— START OF Excerpted text —

Free and open to the public. Light refreshments will be available.
Lalaisse, François-Hippolyte, “Turco, c. 1848” (1848). Brown Digital Repository. Brown University Library. Fashioning Insurrection
Americans have adapted uniforms into costumes since the masquerade balls of colonial days to today’s historical films and battle reenactments. The practice took an unexpected form in the first decades following the American Revolution when the early presses of the United States closely covered imperial insurrections that unfolded across Islamicate societies against the three towering empires of the era: the Greek War of Independence against the Ottomans (1821–29), the Ottoman Algerian resistance to the French (1830–48), and the Indian uprising against the British (1857).

— END OF Excerpted text —

*Problem to solve*. Copy out the passage on insurrection fashions from "Free and open" to "the British (1857).", word for word. The rows don't matter for this.

— START OF Given records —

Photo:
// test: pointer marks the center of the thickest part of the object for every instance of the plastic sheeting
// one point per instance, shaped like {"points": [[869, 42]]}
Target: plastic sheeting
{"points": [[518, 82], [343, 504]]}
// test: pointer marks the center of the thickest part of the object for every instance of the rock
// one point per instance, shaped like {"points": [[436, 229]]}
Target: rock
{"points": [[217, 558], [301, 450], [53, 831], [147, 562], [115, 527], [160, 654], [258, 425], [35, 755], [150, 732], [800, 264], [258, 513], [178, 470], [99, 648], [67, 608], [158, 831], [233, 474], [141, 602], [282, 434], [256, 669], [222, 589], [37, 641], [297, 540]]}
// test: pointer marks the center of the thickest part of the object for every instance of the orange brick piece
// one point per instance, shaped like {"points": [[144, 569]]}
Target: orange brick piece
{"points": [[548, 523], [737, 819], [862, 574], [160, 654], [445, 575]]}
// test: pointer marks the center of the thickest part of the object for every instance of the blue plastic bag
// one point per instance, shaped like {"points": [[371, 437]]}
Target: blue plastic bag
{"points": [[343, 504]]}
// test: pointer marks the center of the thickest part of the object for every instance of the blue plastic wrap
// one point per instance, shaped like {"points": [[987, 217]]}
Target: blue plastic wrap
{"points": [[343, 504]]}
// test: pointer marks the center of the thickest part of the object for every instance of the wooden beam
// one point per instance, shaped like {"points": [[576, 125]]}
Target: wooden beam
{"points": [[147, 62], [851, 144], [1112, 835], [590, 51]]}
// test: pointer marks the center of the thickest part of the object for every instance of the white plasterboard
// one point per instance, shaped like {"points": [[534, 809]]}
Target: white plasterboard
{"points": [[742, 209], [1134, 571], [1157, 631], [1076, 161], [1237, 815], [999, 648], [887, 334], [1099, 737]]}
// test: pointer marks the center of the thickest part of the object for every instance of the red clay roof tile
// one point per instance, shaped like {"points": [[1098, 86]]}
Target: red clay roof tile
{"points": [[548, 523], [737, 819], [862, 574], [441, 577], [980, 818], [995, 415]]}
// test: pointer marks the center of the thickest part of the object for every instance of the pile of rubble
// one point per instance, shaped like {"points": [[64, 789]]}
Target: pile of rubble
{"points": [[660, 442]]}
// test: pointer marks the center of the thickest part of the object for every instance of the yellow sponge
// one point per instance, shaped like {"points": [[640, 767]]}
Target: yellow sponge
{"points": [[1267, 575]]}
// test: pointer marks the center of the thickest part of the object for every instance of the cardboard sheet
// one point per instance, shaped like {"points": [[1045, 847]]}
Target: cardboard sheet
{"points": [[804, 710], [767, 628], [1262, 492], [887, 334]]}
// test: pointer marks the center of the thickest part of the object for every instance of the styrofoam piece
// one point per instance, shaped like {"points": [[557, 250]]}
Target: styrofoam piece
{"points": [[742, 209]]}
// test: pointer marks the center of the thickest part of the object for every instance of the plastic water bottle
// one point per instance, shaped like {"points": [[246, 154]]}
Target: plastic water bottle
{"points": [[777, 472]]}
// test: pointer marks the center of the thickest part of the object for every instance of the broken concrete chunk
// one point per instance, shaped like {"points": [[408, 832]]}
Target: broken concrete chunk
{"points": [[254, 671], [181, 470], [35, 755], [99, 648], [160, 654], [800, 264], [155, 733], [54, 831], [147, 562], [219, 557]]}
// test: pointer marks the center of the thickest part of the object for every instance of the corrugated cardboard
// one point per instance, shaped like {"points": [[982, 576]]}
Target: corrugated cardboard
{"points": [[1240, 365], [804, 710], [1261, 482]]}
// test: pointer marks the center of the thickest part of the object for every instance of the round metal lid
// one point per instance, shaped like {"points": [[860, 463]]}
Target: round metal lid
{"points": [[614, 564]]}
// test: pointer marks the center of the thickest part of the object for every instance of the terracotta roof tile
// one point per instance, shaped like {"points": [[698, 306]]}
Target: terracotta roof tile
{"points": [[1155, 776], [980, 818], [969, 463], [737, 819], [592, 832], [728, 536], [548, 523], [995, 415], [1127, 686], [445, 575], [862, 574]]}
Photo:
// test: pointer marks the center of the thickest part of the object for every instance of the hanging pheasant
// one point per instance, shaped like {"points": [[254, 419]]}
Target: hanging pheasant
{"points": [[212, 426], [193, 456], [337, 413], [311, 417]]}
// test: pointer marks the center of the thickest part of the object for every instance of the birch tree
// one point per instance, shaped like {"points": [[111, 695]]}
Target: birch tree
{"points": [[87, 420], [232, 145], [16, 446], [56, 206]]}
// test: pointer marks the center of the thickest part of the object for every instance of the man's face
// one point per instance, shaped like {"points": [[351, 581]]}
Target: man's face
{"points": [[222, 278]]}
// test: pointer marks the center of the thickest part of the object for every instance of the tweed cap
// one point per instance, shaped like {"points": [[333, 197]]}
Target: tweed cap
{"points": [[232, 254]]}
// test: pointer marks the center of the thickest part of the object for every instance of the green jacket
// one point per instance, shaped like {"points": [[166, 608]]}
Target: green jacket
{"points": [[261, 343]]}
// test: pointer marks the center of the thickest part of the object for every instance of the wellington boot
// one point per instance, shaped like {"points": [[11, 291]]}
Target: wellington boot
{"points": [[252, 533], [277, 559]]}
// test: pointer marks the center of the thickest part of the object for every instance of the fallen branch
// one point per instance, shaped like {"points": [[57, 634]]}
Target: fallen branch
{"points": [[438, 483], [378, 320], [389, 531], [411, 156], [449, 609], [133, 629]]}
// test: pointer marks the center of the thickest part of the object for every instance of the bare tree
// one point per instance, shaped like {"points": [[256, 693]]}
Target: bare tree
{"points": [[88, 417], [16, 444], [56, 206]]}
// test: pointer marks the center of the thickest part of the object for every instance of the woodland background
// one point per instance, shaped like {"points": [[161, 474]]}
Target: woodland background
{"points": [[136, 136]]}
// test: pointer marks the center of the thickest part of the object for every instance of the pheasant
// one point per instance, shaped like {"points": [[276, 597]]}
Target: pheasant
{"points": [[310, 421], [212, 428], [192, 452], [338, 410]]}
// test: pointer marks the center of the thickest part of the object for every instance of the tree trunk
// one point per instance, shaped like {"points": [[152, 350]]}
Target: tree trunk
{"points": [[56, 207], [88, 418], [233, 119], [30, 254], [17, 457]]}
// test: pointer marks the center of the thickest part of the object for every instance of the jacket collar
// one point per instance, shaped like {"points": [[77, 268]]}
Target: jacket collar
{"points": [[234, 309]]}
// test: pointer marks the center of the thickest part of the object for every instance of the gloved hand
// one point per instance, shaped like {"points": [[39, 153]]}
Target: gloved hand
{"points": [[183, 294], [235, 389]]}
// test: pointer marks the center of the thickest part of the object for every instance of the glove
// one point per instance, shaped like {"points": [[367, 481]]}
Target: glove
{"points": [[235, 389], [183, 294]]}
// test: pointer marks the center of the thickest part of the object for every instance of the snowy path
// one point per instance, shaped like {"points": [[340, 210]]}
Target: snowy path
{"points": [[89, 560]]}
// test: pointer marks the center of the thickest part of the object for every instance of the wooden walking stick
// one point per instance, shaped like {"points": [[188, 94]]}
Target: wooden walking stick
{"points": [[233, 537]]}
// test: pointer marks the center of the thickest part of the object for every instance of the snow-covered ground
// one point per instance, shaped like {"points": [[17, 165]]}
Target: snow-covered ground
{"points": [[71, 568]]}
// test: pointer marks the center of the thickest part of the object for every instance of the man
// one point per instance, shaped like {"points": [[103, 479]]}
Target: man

— END OF Given records —

*Result of the exercise*.
Free and open to the public. Light refreshments will be available.
Lalaisse, François-Hippolyte, “Turco, c. 1848” (1848). Brown Digital Repository. Brown University Library. Fashioning Insurrection
Americans have adapted uniforms into costumes since the masquerade balls of colonial days to today’s historical films and battle reenactments. The practice took an unexpected form in the first decades following the American Revolution when the early presses of the United States closely covered imperial insurrections that unfolded across Islamicate societies against the three towering empires of the era: the Greek War of Independence against the Ottomans (1821–29), the Ottoman Algerian resistance to the French (1830–48), and the Indian uprising against the British (1857).